▶ _To do_:
**1)** Answer these questions about the forum thread on ZFS snapshots:
(a) What was jalla's entire reply?
(b) Which words from the first post by bsus does fonz quote?
(c) What does bsus ask for in the final sentence of the last post?
**2)** Repeat every one of the stored items below word for word, leaving the pictures out of your answer.

# Snapshot as Backup-Option for unwanted deletions



## bsus (Jul 26, 2011)

Hi,
I want to ask if it is safe to use ZFS-Snapshots to provide accidently deletions.

Following situation:
There some stupid sectarian working with important files. One of them has selected a folder and accidentally deleted some files.
Is it recommand to use the ZFS snapshot function to avoid this issue?

Regards, bsus


----------



## jalla (Jul 26, 2011)

Yes


----------



## fonz (Jul 26, 2011)

I sincerely apologise for the uselessness of this reply, but I *have* to ask...



			
				bsus said:
			
		

> to provide accidently deletions.


Providing accidental deletions? Who are you, the BOFH? :e

Fonz (couldn't help myself, sorry)


----------



## bsus (Jul 26, 2011)

Hmm, I could believe that the time comes where I press blind the wrong button.
Instead of Paste Delete, or I slid the wrong menue entry while I want to copy something.

I am sure that this isn't impossible 

Are there some more detailed informations how the snapshot works.

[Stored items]
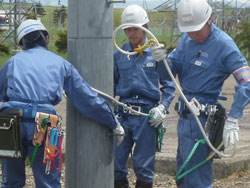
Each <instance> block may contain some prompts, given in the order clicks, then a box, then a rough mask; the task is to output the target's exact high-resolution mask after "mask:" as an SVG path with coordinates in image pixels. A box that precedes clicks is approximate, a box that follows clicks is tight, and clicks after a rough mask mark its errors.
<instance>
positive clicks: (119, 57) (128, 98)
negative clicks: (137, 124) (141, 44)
mask: <svg viewBox="0 0 250 188" xmlns="http://www.w3.org/2000/svg"><path fill="white" fill-rule="evenodd" d="M147 42H148V40H146V41H145V44H146V43H147ZM121 49H123V50H124V51H129V52H132V51H134V50H133V49H132V47H131V44H130V42H127V43H125V44H124V45H123V46H122V47H121ZM160 91H161V93H160ZM174 91H175V85H174V83H173V82H172V80H171V78H170V77H169V76H168V73H167V70H166V68H165V66H164V64H163V62H158V63H157V62H156V61H155V60H154V59H153V57H152V53H151V49H150V48H147V49H145V50H144V51H143V56H141V55H139V54H137V55H132V56H129V57H128V56H127V55H125V54H123V53H121V52H119V51H118V50H116V51H115V52H114V93H115V95H116V96H120V98H121V100H122V101H123V102H131V103H143V104H148V103H152V102H154V103H158V102H159V101H160V98H161V101H160V103H161V104H163V105H164V106H165V107H166V109H168V107H169V105H170V103H171V101H172V100H173V98H174Z"/></svg>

▶ _Answers by item number_:
**1)**
(a) "Yes"
(b) "to provide accidently deletions."
(c) More detailed information on how the snapshot works.

**2)**
Each <instance> block may contain some prompts, given in the order clicks, then a box, then a rough mask; the task is to output the target's exact high-resolution mask after "mask:" as an SVG path with coordinates in image pixels. A box that precedes clicks is approximate, a box that follows clicks is tight, and clicks after a rough mask mark its errors.
<instance>
positive clicks: (119, 57) (128, 98)
negative clicks: (137, 124) (141, 44)
mask: <svg viewBox="0 0 250 188" xmlns="http://www.w3.org/2000/svg"><path fill="white" fill-rule="evenodd" d="M147 42H148V40H146V41H145V44H146V43H147ZM121 49H123V50H124V51H129V52H132V51H134V50H133V49H132V47H131V44H130V42H127V43H125V44H124V45H123V46H122V47H121ZM160 91H161V93H160ZM174 91H175V85H174V83H173V82H172V80H171V78H170V77H169V76H168V73H167V70H166V68H165V66H164V64H163V62H158V63H157V62H156V61H155V60H154V59H153V57H152V53H151V49H150V48H147V49H145V50H144V51H143V56H141V55H139V54H137V55H132V56H129V57H128V56H127V55H125V54H123V53H121V52H119V51H118V50H116V51H115V52H114V93H115V95H116V96H120V98H121V100H122V101H123V102H131V103H143V104H148V103H152V102H154V103H158V102H159V101H160V98H161V101H160V103H161V104H163V105H164V106H165V107H166V109H168V107H169V105H170V103H171V101H172V100H173V98H174Z"/></svg>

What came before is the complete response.